### [WHAT TO PRODUCE]
Extract every line in the entries below that contains the string "must".

Stored entries:
========

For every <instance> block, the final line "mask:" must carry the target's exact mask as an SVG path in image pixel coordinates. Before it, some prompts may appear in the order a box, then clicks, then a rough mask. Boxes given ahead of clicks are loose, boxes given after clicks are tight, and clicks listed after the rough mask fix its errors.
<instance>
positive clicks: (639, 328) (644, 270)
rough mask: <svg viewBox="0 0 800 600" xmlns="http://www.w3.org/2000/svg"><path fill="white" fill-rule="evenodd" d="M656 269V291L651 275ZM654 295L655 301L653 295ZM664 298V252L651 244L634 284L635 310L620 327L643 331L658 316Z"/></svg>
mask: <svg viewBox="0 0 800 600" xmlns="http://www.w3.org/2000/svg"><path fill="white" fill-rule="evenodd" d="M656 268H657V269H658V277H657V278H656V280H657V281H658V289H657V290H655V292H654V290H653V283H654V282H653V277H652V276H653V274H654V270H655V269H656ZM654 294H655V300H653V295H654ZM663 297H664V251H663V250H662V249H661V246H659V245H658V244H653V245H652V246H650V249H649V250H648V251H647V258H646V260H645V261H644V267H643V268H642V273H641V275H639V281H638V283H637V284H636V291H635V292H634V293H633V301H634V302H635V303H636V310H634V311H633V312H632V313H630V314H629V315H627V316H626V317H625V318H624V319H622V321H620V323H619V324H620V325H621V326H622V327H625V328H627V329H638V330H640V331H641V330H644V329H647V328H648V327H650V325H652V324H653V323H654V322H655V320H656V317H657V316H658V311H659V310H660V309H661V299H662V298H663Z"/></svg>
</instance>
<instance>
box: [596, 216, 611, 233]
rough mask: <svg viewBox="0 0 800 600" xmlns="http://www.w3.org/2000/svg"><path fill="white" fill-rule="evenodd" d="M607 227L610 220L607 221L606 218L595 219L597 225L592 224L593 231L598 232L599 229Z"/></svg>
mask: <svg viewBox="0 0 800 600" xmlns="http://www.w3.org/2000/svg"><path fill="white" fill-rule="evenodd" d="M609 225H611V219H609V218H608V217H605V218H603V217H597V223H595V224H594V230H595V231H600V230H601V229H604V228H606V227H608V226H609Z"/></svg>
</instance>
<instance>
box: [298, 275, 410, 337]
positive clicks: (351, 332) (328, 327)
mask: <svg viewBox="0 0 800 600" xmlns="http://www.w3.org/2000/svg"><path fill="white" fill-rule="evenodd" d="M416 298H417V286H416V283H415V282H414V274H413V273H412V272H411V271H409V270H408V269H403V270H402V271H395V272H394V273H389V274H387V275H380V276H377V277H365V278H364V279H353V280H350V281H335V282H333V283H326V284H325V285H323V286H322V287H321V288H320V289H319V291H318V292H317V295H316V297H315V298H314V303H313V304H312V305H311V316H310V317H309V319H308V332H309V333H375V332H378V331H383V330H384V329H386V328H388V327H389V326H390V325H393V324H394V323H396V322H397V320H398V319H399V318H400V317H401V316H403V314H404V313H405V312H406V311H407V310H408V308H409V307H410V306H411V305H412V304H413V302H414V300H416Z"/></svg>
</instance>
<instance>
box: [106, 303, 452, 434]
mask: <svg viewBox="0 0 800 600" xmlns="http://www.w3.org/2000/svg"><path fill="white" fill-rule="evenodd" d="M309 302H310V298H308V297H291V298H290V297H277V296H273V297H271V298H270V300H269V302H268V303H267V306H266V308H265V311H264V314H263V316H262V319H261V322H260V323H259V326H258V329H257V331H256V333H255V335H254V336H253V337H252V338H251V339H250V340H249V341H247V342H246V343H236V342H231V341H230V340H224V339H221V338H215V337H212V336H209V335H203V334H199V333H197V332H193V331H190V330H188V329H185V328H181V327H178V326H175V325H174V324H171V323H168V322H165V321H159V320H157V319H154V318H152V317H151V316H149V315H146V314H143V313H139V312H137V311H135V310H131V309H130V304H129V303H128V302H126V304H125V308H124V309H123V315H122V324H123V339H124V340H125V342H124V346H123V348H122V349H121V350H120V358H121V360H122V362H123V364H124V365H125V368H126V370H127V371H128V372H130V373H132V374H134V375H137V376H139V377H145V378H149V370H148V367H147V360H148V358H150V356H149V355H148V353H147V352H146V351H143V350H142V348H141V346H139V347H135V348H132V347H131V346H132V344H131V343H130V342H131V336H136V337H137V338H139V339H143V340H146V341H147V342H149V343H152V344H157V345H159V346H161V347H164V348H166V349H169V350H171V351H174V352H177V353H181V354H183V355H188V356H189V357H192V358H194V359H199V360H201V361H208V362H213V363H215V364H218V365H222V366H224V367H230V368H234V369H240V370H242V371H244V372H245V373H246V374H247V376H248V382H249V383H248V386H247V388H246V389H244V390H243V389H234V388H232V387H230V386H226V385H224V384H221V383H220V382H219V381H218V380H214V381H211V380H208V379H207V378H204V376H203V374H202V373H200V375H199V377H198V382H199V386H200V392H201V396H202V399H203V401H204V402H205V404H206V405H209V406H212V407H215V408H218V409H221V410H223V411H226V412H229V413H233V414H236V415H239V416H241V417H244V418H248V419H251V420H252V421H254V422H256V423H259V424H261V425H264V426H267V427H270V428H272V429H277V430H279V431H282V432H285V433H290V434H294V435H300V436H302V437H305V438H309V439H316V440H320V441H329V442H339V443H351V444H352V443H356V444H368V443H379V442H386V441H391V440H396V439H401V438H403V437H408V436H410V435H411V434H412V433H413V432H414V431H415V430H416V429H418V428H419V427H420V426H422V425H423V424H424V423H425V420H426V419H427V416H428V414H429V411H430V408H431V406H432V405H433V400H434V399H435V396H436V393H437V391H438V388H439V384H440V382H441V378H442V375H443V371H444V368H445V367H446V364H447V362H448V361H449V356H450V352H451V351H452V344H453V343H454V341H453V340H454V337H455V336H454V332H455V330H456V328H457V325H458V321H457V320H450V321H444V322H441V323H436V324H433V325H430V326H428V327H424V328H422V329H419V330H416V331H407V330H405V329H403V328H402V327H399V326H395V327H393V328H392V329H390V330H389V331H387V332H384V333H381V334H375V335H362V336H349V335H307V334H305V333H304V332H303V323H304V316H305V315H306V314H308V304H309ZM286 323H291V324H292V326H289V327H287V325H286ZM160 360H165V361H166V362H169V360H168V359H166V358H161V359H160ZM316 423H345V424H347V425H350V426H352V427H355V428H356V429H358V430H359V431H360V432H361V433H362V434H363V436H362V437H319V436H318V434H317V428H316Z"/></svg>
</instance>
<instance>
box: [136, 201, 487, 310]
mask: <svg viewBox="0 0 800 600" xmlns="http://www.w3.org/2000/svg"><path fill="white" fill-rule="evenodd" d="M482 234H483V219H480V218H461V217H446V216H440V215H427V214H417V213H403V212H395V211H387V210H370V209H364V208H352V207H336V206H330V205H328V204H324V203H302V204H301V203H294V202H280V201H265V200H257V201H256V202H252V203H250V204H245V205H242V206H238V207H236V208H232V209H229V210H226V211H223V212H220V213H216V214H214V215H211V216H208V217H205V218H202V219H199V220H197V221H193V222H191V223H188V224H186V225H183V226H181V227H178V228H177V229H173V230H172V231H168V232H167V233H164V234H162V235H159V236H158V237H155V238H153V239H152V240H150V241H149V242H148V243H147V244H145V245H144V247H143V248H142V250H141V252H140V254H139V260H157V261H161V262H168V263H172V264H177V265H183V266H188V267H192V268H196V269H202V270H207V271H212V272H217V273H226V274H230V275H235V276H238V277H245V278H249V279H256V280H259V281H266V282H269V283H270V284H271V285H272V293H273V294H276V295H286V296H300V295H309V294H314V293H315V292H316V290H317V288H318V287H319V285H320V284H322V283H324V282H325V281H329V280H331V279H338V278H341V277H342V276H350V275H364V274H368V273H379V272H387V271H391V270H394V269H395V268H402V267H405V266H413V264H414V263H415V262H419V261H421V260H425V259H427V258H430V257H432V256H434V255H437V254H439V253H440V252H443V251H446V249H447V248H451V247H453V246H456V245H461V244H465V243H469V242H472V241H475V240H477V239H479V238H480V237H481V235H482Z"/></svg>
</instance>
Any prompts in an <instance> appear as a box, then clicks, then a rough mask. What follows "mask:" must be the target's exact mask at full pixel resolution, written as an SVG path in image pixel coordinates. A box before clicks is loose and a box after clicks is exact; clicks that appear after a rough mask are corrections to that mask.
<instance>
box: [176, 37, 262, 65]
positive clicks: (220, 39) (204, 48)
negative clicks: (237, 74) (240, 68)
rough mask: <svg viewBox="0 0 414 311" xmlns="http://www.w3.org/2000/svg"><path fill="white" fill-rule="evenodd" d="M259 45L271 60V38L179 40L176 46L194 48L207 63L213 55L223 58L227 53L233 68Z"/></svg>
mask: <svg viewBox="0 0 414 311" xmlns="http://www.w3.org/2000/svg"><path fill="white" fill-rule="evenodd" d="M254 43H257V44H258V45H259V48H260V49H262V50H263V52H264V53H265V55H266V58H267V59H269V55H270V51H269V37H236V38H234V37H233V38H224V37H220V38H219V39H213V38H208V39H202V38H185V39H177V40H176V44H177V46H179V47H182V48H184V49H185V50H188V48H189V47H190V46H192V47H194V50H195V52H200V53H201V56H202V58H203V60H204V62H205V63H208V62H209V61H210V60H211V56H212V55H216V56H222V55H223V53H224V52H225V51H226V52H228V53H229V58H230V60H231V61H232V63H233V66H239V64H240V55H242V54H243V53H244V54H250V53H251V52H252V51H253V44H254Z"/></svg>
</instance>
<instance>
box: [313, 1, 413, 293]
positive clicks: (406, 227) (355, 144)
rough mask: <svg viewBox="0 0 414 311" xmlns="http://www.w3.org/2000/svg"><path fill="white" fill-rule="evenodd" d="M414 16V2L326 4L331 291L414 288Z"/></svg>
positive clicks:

========

### [FINISHED TASK]
For every <instance> block, the final line "mask:" must carry the target's exact mask as an SVG path in image pixel coordinates. Before it, some prompts may appear in the order a box, then clicks, then a rough mask. Boxes given ahead of clicks are loose, boxes given after clicks are tight, and clicks listed after the rough mask fix its errors.
Any prompts in an <instance> appear as a box, then clicks, then a rough mask. What follows "mask:" must be the target's exact mask at full pixel resolution, written as an SVG path in image pixel coordinates. A box before clicks is loose and a box after clicks is exact; clicks that appear after a rough mask are corrections to that mask.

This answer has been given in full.